Given problem: With the pictures left out, return exactly the lines from the one containing "# test: pointer returns one pin per instance of the treeline" through the end of the listing below.

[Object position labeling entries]
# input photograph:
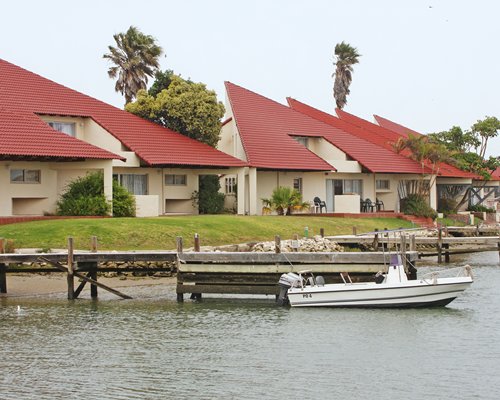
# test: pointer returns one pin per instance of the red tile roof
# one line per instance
(266, 129)
(395, 127)
(27, 93)
(352, 140)
(386, 137)
(25, 135)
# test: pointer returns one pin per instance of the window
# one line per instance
(382, 184)
(297, 184)
(346, 186)
(25, 175)
(69, 128)
(176, 180)
(134, 183)
(230, 185)
(304, 141)
(353, 186)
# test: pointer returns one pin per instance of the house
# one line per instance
(341, 159)
(50, 134)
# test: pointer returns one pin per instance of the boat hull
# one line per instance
(410, 294)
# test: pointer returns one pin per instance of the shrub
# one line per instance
(123, 201)
(208, 199)
(85, 196)
(447, 206)
(284, 200)
(416, 205)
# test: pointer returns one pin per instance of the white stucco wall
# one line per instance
(40, 198)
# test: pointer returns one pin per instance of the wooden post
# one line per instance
(3, 278)
(93, 269)
(196, 296)
(70, 276)
(413, 243)
(412, 271)
(440, 245)
(3, 275)
(446, 247)
(178, 240)
(196, 242)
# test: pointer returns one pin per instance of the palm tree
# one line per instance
(345, 57)
(135, 57)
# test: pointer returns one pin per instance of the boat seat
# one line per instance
(345, 277)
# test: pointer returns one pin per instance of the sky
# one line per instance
(428, 65)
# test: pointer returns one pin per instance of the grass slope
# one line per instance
(161, 232)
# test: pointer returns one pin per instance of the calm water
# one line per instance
(223, 348)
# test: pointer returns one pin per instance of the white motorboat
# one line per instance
(392, 289)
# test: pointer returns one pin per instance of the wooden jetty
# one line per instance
(442, 245)
(202, 272)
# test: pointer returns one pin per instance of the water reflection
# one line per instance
(155, 348)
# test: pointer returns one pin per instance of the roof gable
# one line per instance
(395, 127)
(26, 93)
(25, 135)
(386, 137)
(352, 141)
(266, 129)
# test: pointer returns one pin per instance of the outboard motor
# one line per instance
(286, 282)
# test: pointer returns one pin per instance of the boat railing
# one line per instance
(457, 272)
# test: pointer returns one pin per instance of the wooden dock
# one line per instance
(202, 272)
(442, 245)
(258, 273)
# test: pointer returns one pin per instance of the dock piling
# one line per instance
(71, 272)
(277, 244)
(93, 269)
(3, 275)
(439, 245)
(196, 242)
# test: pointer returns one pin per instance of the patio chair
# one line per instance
(320, 204)
(379, 204)
(362, 205)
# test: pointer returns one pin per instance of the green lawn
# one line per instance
(161, 232)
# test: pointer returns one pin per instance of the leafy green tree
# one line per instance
(485, 129)
(163, 79)
(469, 147)
(345, 57)
(184, 106)
(284, 200)
(456, 139)
(135, 57)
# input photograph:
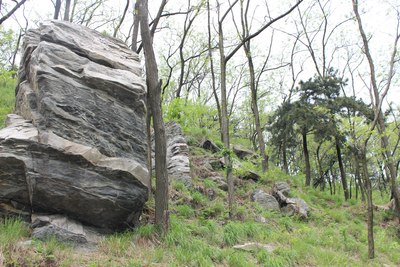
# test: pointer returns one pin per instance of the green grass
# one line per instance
(201, 233)
(7, 96)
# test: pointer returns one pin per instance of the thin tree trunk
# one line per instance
(135, 31)
(379, 117)
(370, 212)
(9, 14)
(149, 145)
(214, 87)
(71, 18)
(256, 113)
(225, 125)
(57, 9)
(16, 50)
(306, 159)
(284, 156)
(67, 8)
(154, 90)
(341, 168)
(122, 19)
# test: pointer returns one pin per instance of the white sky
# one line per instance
(378, 18)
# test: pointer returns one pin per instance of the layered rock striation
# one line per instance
(77, 143)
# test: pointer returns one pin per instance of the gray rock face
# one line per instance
(266, 200)
(78, 144)
(177, 154)
(242, 153)
(283, 187)
(85, 88)
(63, 229)
(210, 145)
(296, 206)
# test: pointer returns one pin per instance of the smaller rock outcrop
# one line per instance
(266, 200)
(282, 187)
(63, 229)
(291, 206)
(178, 163)
(209, 145)
(241, 152)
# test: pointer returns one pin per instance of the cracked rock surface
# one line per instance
(76, 144)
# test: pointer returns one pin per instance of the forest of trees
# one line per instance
(312, 85)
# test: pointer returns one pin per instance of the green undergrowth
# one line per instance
(7, 95)
(201, 234)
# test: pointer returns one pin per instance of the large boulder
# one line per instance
(265, 200)
(77, 144)
(178, 163)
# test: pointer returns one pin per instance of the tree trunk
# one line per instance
(379, 117)
(214, 87)
(135, 31)
(254, 105)
(341, 168)
(154, 90)
(122, 19)
(57, 9)
(67, 8)
(370, 212)
(306, 159)
(284, 156)
(225, 123)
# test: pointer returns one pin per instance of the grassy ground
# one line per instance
(7, 96)
(201, 235)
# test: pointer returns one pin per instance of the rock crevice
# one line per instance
(77, 143)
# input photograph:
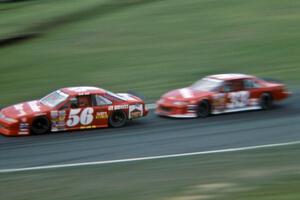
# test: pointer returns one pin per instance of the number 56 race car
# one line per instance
(70, 109)
(221, 93)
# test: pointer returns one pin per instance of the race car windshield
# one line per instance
(114, 97)
(207, 84)
(54, 99)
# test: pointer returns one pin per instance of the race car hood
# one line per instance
(131, 99)
(185, 94)
(25, 109)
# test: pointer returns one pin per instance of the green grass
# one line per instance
(143, 45)
(264, 174)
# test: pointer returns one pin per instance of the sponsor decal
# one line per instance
(135, 111)
(118, 107)
(23, 129)
(127, 96)
(238, 99)
(219, 102)
(58, 119)
(101, 115)
(253, 102)
(34, 106)
(88, 127)
(20, 109)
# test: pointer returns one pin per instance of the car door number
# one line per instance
(84, 118)
(238, 99)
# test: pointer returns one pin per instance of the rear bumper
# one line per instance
(175, 112)
(9, 129)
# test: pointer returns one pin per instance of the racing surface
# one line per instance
(153, 136)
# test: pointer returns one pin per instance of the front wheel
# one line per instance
(203, 109)
(117, 119)
(266, 101)
(40, 125)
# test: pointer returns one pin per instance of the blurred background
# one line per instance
(150, 46)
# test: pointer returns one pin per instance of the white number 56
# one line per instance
(86, 116)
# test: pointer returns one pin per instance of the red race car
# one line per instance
(221, 93)
(70, 109)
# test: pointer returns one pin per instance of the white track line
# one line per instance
(146, 158)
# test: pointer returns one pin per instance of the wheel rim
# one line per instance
(203, 110)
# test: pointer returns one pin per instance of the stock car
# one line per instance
(222, 93)
(71, 108)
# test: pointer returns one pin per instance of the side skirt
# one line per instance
(236, 110)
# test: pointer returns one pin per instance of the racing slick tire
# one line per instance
(117, 119)
(204, 109)
(40, 125)
(266, 101)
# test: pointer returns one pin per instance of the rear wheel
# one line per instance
(117, 119)
(204, 109)
(40, 125)
(266, 101)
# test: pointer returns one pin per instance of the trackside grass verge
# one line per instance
(150, 48)
(263, 174)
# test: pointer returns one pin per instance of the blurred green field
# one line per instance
(264, 174)
(143, 45)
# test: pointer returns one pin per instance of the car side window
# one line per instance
(227, 87)
(84, 101)
(101, 101)
(250, 84)
(232, 86)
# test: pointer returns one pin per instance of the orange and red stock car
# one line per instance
(221, 93)
(70, 109)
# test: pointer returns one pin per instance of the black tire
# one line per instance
(117, 119)
(266, 101)
(40, 125)
(204, 109)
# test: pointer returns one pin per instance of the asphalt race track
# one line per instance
(153, 136)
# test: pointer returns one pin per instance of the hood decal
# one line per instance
(34, 106)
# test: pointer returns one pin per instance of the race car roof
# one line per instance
(230, 76)
(83, 90)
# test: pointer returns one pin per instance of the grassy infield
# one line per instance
(151, 47)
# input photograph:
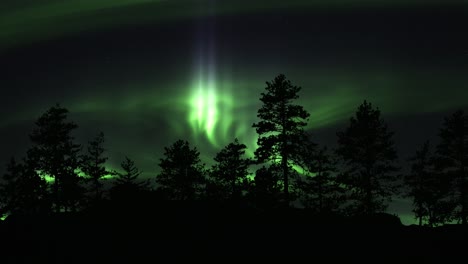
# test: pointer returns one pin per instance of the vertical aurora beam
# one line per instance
(204, 100)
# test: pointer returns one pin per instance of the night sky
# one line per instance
(149, 72)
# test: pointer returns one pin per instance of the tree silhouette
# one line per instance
(368, 157)
(182, 173)
(228, 175)
(126, 185)
(319, 188)
(266, 190)
(281, 124)
(452, 158)
(56, 155)
(92, 164)
(428, 189)
(23, 190)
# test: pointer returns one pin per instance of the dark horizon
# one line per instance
(147, 75)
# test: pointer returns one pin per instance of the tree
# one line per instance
(229, 173)
(266, 190)
(56, 155)
(126, 185)
(428, 189)
(92, 164)
(452, 155)
(182, 173)
(368, 156)
(319, 188)
(23, 191)
(281, 125)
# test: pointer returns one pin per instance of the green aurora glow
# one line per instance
(143, 102)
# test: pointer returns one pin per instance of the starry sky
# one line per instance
(149, 72)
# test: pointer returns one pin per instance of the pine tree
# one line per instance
(429, 189)
(23, 191)
(92, 164)
(56, 155)
(266, 191)
(126, 184)
(319, 188)
(280, 128)
(452, 155)
(368, 156)
(182, 173)
(229, 173)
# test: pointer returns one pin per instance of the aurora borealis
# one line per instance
(149, 72)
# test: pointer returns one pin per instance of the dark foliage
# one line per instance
(452, 160)
(281, 126)
(368, 157)
(55, 154)
(182, 173)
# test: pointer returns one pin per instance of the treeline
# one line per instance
(360, 177)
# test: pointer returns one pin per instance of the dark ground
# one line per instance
(127, 234)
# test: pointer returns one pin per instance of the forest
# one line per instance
(295, 197)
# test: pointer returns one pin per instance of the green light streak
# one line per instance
(44, 19)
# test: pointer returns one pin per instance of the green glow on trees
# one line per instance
(4, 216)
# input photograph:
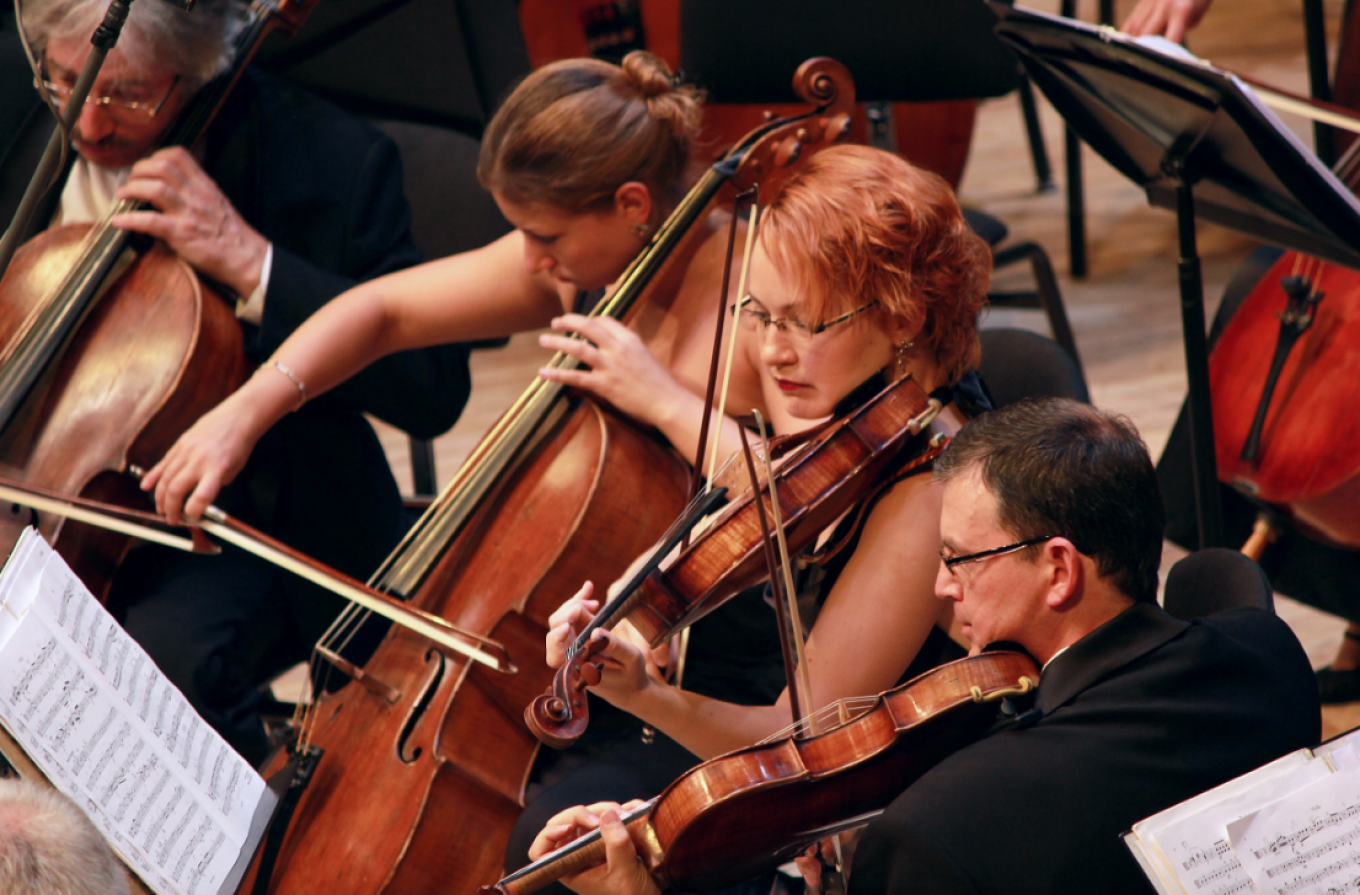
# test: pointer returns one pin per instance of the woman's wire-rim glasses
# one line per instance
(949, 562)
(755, 320)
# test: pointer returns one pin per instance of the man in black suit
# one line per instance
(1051, 537)
(290, 203)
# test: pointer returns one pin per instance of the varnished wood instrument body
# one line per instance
(930, 135)
(116, 347)
(745, 812)
(1309, 460)
(425, 766)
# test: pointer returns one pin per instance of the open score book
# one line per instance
(91, 710)
(1291, 827)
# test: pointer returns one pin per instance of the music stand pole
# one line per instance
(1207, 503)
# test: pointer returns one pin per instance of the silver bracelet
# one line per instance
(302, 386)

Exercise result:
# test: pointer returns one pin per instance of the treeline
# one line per instance
(360, 177)
# test: pointer returns one pin per instance of the dark ground
# one line per instance
(127, 234)
# test: pointer returns one pin per instance of the forest
# one line per instance
(295, 197)
# test: pointer returns one pin per instance of the green light streak
# one line per instance
(44, 19)
# test: pointer returns one pin per instance of the green glow on trees
# one line per instance
(4, 216)
# input photograph:
# test: pointer returns one pin per instance of the woman's wire-rim glasses
# one line per instance
(949, 562)
(755, 320)
# test: pointer returns one pin per instance of the man in black suit
# one line per instance
(1051, 537)
(290, 203)
# test: pointer returns one pin per instance of the varnished wood instrument body
# one line per instance
(930, 135)
(116, 347)
(745, 812)
(1309, 460)
(425, 766)
# test: pointer returns one pin per instance of the open score book
# one line per instance
(91, 710)
(1291, 827)
# test: pointer returns one pin per instance of the music stand pole
# one line per instance
(1207, 503)
# test: pointer returns one pin per instance of the silver bracelet
# one line per instance
(302, 386)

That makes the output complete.